> [Data listing]:
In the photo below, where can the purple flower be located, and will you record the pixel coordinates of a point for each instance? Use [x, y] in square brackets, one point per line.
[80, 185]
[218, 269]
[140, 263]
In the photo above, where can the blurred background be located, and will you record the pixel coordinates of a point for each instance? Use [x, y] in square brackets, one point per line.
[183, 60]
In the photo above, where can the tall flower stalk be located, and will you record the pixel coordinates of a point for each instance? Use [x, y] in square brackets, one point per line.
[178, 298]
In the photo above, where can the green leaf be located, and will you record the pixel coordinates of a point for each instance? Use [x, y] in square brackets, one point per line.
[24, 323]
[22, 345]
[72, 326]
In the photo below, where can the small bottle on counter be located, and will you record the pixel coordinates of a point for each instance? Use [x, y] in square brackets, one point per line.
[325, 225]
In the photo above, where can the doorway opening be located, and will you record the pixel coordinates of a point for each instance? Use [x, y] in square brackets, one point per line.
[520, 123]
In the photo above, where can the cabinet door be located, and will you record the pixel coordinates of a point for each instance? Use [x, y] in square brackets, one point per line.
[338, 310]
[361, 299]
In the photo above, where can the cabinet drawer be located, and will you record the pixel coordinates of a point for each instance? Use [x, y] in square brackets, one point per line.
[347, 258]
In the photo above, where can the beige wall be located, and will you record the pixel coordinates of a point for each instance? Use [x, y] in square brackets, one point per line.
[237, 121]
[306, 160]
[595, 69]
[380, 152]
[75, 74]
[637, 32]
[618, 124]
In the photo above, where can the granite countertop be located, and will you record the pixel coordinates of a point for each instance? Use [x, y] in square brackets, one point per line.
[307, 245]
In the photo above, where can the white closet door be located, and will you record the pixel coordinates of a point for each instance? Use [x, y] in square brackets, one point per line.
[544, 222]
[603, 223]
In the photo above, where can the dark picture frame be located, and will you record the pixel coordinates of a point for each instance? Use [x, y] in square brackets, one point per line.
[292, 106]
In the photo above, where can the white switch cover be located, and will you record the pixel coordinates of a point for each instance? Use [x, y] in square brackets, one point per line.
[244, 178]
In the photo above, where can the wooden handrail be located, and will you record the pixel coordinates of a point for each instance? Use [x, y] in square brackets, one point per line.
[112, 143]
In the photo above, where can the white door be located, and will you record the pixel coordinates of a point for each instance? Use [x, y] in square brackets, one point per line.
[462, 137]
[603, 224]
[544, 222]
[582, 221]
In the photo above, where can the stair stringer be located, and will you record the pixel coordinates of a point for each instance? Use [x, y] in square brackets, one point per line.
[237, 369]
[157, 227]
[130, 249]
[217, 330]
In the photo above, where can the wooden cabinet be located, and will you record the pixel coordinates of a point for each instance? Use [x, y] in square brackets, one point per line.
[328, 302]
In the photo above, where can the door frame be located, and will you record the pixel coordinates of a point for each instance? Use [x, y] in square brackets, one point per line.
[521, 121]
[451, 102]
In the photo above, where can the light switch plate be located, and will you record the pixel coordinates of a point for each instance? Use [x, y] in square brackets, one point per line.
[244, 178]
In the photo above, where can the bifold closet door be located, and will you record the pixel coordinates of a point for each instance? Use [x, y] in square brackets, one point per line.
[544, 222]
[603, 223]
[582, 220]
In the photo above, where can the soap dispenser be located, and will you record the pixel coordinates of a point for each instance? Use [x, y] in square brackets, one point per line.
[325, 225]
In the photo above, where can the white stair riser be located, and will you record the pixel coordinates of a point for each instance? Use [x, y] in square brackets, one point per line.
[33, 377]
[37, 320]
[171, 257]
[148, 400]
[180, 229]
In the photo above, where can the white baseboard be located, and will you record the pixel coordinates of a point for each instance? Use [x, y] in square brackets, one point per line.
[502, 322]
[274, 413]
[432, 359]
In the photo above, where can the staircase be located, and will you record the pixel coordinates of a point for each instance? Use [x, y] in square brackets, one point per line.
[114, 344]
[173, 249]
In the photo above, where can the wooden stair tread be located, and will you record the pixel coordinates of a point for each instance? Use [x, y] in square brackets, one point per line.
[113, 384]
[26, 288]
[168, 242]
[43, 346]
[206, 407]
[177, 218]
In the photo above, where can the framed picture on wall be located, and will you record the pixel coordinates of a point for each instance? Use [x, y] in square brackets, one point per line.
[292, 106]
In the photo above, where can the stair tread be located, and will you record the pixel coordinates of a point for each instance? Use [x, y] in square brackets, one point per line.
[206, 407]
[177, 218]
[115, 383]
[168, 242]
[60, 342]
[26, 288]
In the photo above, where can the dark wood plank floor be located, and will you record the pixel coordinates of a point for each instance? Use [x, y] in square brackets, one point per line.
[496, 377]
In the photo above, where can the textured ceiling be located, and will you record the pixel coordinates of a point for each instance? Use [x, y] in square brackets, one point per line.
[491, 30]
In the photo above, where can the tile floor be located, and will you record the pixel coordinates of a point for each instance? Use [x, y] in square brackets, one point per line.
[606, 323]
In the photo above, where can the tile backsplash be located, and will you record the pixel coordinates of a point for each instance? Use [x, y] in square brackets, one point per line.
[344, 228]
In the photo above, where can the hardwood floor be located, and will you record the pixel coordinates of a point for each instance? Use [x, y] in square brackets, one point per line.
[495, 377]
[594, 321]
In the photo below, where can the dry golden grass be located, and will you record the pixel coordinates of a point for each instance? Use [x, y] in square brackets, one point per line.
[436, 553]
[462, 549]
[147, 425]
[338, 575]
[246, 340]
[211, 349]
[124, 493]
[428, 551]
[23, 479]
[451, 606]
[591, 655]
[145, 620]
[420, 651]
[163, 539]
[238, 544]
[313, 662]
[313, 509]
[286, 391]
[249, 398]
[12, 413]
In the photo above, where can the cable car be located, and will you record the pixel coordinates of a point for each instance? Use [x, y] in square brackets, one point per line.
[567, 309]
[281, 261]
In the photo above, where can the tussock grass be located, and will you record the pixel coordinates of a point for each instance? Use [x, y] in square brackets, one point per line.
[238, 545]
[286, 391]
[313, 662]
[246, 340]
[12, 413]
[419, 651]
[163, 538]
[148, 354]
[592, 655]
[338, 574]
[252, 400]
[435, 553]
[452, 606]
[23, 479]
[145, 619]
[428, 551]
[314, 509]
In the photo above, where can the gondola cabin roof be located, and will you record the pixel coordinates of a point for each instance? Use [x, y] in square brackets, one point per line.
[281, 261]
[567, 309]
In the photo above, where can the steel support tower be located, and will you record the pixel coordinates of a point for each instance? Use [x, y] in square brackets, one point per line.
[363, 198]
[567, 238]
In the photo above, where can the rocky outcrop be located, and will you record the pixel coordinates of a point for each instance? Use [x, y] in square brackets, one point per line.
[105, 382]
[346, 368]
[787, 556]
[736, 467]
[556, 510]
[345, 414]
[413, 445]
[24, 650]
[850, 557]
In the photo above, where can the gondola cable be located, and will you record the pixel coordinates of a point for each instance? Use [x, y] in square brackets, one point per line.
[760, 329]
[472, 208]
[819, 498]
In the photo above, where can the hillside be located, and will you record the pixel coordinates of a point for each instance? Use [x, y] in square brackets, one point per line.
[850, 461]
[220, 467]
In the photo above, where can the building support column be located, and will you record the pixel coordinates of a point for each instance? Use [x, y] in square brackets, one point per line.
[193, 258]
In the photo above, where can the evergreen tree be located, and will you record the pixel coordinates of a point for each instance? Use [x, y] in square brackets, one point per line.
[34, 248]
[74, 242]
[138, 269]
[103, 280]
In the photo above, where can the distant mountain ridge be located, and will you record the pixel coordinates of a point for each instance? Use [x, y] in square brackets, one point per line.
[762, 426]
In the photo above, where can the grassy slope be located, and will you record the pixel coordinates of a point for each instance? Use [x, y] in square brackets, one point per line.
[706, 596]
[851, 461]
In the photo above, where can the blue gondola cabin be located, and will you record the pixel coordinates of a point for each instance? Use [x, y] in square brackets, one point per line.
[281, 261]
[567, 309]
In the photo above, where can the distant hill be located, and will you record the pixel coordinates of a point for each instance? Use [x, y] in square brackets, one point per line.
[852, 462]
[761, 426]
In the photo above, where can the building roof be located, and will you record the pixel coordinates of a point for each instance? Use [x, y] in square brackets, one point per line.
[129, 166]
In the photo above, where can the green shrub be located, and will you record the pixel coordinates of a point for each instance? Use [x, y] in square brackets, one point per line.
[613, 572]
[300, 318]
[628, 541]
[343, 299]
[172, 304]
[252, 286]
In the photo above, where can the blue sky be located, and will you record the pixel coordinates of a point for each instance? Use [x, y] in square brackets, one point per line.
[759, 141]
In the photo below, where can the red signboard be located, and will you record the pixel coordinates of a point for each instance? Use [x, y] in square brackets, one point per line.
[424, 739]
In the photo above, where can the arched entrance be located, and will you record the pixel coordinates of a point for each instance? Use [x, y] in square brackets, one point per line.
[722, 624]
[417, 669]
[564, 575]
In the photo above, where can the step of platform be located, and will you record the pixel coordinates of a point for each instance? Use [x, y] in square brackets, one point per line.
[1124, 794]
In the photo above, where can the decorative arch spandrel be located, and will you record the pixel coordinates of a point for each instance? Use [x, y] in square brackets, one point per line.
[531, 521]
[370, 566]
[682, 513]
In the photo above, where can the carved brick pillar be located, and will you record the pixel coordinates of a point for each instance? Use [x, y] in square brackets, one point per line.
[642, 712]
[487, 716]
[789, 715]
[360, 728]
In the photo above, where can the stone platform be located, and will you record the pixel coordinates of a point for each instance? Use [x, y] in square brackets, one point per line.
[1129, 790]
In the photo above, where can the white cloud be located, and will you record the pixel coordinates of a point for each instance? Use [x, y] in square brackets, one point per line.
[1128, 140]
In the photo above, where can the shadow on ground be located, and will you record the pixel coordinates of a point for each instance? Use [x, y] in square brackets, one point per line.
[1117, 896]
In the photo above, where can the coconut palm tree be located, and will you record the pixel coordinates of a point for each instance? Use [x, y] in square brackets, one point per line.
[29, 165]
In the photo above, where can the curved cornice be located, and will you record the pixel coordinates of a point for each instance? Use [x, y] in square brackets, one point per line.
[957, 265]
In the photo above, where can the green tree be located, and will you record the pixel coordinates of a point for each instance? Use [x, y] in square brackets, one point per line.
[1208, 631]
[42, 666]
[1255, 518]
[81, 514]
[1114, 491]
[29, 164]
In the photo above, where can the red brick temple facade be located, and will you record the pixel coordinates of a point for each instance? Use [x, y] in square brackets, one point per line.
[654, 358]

> [Task prompt]:
Every line from the line containing "In the photo above, where can the curved" to the last line of the material above must be repeated exactly, and no other line.

> [Reply]:
In the photo above, where can the curved cornice be located, and will you record the pixel coordinates of a point for each instance? Use [x, y] in square brackets, one point per line.
[957, 265]
In the photo above, where can the green tree be located, and will you record the pixel coordinates of a point for each instance? Use [x, y] in square brackets, one point per line.
[1208, 631]
[42, 666]
[1255, 518]
[81, 514]
[1114, 491]
[29, 164]
In the photo above, where can the red brick temple facade be located, and will you record the pixel coordinates of a point for each instance? Use [x, y] in square brackets, one point per line.
[654, 358]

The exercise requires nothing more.